What needs to be done: Rewrite every row below with "Put a marker on" replaced by "Place a point on", keeping everything else unchanged. Leave the pictures out of your answer.

* BEGIN Data supplied *

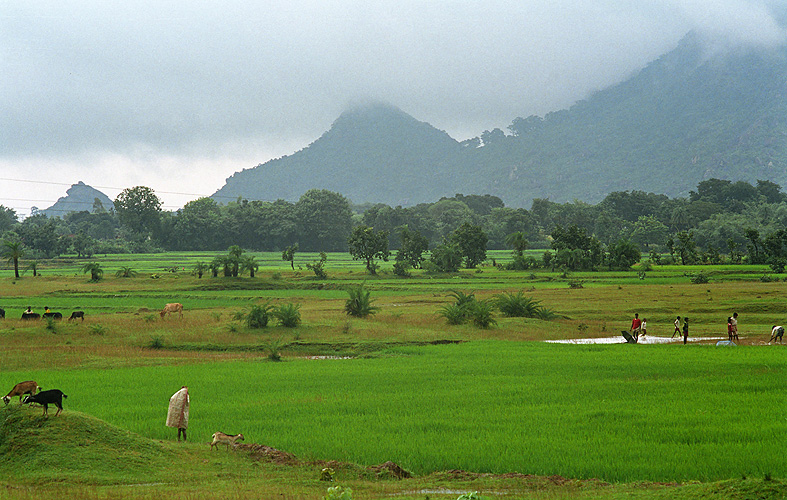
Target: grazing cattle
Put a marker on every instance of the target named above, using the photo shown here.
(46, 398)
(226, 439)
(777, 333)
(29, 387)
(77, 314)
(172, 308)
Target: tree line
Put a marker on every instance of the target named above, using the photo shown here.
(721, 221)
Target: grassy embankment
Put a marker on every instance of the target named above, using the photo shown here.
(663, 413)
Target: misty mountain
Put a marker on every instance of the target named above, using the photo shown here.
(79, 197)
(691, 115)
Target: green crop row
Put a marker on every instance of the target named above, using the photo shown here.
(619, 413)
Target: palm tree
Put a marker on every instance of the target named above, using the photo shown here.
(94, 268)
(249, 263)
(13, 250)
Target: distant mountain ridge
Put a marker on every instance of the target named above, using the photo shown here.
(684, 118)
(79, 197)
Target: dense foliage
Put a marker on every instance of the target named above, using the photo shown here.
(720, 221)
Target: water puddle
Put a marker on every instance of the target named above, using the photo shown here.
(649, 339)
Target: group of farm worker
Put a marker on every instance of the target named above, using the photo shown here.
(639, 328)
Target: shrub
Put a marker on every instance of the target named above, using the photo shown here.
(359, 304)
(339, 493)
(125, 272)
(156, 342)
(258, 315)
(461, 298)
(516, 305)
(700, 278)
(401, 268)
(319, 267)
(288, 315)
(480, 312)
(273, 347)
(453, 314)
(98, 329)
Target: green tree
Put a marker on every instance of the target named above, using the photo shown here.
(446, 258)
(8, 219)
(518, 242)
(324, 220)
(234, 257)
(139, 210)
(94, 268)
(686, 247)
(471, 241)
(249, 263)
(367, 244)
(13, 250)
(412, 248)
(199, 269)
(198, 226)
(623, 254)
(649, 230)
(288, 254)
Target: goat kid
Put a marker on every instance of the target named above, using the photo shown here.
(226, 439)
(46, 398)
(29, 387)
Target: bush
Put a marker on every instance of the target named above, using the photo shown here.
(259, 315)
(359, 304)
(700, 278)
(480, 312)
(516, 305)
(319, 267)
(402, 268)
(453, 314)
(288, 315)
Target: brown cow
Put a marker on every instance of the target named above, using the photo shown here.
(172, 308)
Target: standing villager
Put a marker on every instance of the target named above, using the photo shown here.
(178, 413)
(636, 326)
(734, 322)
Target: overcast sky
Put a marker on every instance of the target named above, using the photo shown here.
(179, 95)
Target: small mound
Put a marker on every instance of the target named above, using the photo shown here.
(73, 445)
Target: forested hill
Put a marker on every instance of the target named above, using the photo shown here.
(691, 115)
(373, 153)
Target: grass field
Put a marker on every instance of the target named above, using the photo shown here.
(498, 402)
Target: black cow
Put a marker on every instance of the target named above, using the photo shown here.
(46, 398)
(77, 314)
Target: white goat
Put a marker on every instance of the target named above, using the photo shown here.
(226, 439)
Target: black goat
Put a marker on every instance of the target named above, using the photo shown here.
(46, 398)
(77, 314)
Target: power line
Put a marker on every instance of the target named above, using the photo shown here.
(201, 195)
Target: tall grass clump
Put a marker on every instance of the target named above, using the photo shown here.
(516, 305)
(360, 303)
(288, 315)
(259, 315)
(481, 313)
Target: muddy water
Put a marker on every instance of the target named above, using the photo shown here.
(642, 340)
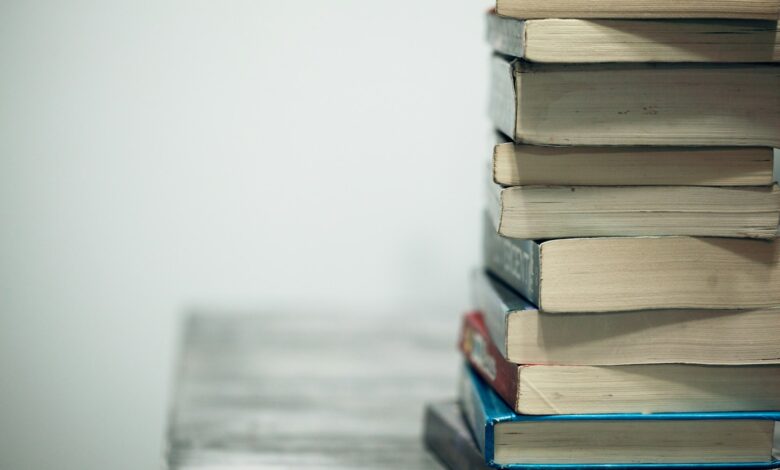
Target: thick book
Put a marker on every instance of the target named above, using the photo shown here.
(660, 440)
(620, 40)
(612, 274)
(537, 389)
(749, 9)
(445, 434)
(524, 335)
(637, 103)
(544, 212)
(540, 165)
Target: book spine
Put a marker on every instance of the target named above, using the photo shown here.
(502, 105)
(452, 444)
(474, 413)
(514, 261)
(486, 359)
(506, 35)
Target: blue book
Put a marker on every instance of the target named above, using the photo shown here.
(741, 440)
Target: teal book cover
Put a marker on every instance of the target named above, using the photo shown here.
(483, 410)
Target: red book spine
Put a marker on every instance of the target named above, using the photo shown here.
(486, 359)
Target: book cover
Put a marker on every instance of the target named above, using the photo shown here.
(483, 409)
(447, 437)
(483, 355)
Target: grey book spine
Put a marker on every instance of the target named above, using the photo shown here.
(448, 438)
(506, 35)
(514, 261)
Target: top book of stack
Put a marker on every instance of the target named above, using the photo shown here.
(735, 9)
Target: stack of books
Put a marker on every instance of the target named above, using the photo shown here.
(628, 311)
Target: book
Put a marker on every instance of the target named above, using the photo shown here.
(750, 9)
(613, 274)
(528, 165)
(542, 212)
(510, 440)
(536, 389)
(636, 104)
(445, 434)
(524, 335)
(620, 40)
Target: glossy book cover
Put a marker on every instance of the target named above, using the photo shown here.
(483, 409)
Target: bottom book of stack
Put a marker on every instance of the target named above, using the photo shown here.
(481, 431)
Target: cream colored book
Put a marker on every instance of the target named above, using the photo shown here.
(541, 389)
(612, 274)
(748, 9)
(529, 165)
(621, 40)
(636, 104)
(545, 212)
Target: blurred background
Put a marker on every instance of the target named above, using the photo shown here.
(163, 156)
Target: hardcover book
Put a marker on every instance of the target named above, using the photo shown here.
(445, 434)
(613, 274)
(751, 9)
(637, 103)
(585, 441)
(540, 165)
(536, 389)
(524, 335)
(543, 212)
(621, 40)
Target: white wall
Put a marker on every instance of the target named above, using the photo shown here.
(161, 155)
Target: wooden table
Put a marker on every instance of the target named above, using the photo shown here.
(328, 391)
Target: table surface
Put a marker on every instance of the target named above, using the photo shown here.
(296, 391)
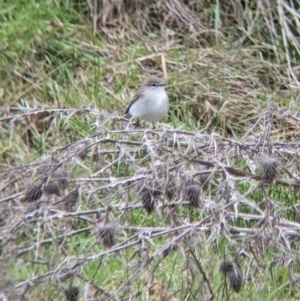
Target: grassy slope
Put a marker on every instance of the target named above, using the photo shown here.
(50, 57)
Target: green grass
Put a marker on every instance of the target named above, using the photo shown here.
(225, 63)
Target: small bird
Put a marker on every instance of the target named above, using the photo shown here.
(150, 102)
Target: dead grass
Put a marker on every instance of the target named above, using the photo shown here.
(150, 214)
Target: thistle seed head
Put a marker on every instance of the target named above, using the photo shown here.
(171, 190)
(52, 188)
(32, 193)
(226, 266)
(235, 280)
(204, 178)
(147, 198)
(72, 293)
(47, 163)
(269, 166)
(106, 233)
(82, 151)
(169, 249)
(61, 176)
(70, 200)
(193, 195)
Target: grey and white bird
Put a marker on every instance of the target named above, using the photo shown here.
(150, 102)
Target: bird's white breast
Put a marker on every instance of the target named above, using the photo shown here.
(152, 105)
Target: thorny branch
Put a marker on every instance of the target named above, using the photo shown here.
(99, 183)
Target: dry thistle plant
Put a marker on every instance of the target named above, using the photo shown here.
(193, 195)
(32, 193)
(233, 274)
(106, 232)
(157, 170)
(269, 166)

* END Data supplied *

Exercise result:
Target: grazing cattle
Place a point on every instance of the target named above, using the photo shown here.
(46, 398)
(226, 439)
(777, 333)
(29, 387)
(77, 314)
(172, 308)
Target: tree line
Place a point on every instance of the target named above, using the photo shown here.
(721, 221)
Target: grassy embankment
Place a point on every instance of the target named above, using the photo shown here.
(663, 413)
Target: misty mountain
Place a point on every instance of the target named above, using the photo shown here.
(79, 197)
(691, 115)
Target: green crop row
Place a point on every instance of the target named above, using the photo shown here.
(619, 413)
Target: palm tree
Place a point on every instance of the target named above, using the photo shown here.
(94, 268)
(249, 263)
(13, 250)
Target: distant mountain ridge
Place a point on every instance of the target named above, using the photo shown here.
(684, 118)
(79, 197)
Target: dense foliage
Place a point on every instance of the target named above, using the photo shown here.
(720, 221)
Target: water puddle
Place a point on every instance of the target named above, using the photo shown here.
(649, 339)
Target: group of farm worker
Place a point on every instance of the target named above, using the photo shown here.
(639, 328)
Target: shrub
Place a point on every instance of the target named above, using the photo shown here.
(359, 304)
(339, 493)
(125, 272)
(156, 342)
(258, 315)
(461, 298)
(516, 305)
(700, 278)
(401, 268)
(319, 267)
(288, 315)
(480, 312)
(273, 347)
(453, 314)
(98, 329)
Target: green tree
Place a point on every instance of the target named above, using the photo shown here.
(446, 258)
(8, 219)
(518, 242)
(324, 220)
(234, 257)
(139, 210)
(94, 268)
(686, 247)
(471, 241)
(249, 263)
(367, 244)
(13, 250)
(412, 248)
(199, 269)
(198, 226)
(623, 254)
(649, 230)
(288, 254)
Target: goat kid
Place a point on every instance of the target named above, using the photo shown here.
(226, 439)
(46, 398)
(29, 387)
Target: bush
Place a point on every instance of the target named above, using the photo shown here.
(259, 315)
(359, 304)
(700, 278)
(480, 312)
(516, 305)
(319, 267)
(402, 268)
(453, 314)
(288, 315)
Target: brown cow
Place a point on every instance of the target named above, using the photo shown here.
(172, 308)
Target: standing villager
Place a point on every instance of the target named above, using the photo shown here.
(178, 413)
(636, 326)
(734, 322)
Target: overcast sky
Place a point on every instance of the target named above, using the photo shown here.
(179, 95)
Target: small mound
Place a point on every instance of the target named above, using the photo shown here.
(73, 445)
Target: forested hill
Place a point on every instance of the target named above, using the photo shown here.
(691, 115)
(373, 153)
Target: grass field
Place a point on every instance of the target named above, using the photo shown here.
(498, 402)
Target: black cow
Place a point on every instance of the target named above, using the photo shown here.
(46, 398)
(77, 314)
Target: white goat
Place a point on every instance of the target named above, using the photo shown here.
(226, 439)
Target: black goat
Place a point on every instance of the target named above, using the photo shown here.
(46, 398)
(77, 314)
Target: power line
Place a point on every instance of the target named above, using the photo shown here.
(201, 195)
Target: tall grass clump
Place a point on every instance of the target named above, using the photo shown here.
(516, 305)
(360, 303)
(288, 315)
(259, 315)
(481, 313)
Target: muddy water
Place a point on every instance of the target named above, using the photo shown here.
(642, 340)
Target: thick book
Place a point on every instance of the target named above, using the photo shown here.
(660, 440)
(620, 40)
(612, 274)
(537, 389)
(749, 9)
(445, 434)
(524, 335)
(637, 103)
(544, 212)
(540, 165)
Target: book spine
Place a point on every instance of the target named above, using the photo shown here.
(502, 105)
(452, 444)
(474, 413)
(514, 261)
(486, 359)
(506, 35)
Target: blue book
Place a point on every instance of the target named above, using the photo shown here.
(741, 440)
Target: teal book cover
Place a point on every instance of the target named above, using the photo shown here.
(483, 410)
Target: red book spine
Place a point on every instance of the target named above, using the photo shown here.
(486, 359)
Target: book cover
Place a point on every instance of the target named above, using the photo shown here.
(483, 409)
(447, 437)
(483, 355)
Target: grey book spine
Place a point on every instance of the target named above, using the photo shown here.
(448, 438)
(506, 35)
(514, 261)
Target: top book of stack
Place a point on every instance of the target named above, using the photo shown here.
(735, 9)
Target: stack of books
Place a point on every instance of the target named above, using the photo shown here.
(628, 311)
Target: book
Place a point on every instance of the target named above, using the photo shown here.
(750, 9)
(613, 274)
(528, 165)
(542, 212)
(510, 440)
(536, 389)
(636, 104)
(445, 434)
(524, 335)
(620, 40)
Target: glossy book cover
Place a point on every instance of the target named above, using the photo shown here.
(483, 409)
Target: bottom book of stack
Place a point on every instance of the target named above, using the photo shown here.
(481, 431)
Target: cream colored book
Place a point on every instance of the target named above, using the photo shown here.
(541, 389)
(612, 274)
(748, 9)
(529, 165)
(621, 40)
(636, 104)
(545, 212)
Target: blurred background
Place a point on every instance of the target named above, using the photo shown here.
(163, 156)
Target: hardcover book
Place a point on every instance of the target named above, using the photo shown here.
(445, 434)
(613, 274)
(751, 9)
(637, 103)
(585, 441)
(540, 165)
(536, 389)
(524, 335)
(543, 212)
(621, 40)
Target: white wall
Place a point on every instance of the target named above, using the photo shown here.
(161, 155)
Target: wooden table
Place a point on every instance of the target named above, using the photo shown here.
(328, 391)
Target: table surface
Place a point on every instance of the target named above, using the photo shown here.
(296, 391)
Target: grassy slope
Place a point on every instance of the target named above, using the photo shown here.
(50, 57)
Target: green grass
Place a point on every instance of the target named above, using the photo shown here.
(225, 63)
Target: small bird
Place a point on every instance of the target named above, using the photo shown here.
(150, 102)
Target: dead grass
Place a point on every instance of the target named above, using the photo shown here.
(150, 214)
Target: thistle seed head
Place a point on every instance of the target named above, using the photo shown here.
(171, 190)
(52, 188)
(32, 193)
(226, 266)
(235, 280)
(204, 178)
(147, 198)
(72, 293)
(47, 163)
(269, 166)
(106, 233)
(82, 151)
(169, 249)
(61, 176)
(70, 200)
(193, 195)
Target: grey and white bird
Place a point on every instance of the target named above, using the photo shown here.
(150, 102)
Target: bird's white breast
Place a point on every instance of the target named above, using the photo shown here.
(152, 105)
Target: thorny branch
Place a point on every instance of the target named above, using the photo shown here.
(99, 183)
Target: dry thistle plant
Place a point on every instance of the target named above, using the photo shown here.
(193, 195)
(32, 193)
(233, 274)
(106, 232)
(157, 170)
(269, 166)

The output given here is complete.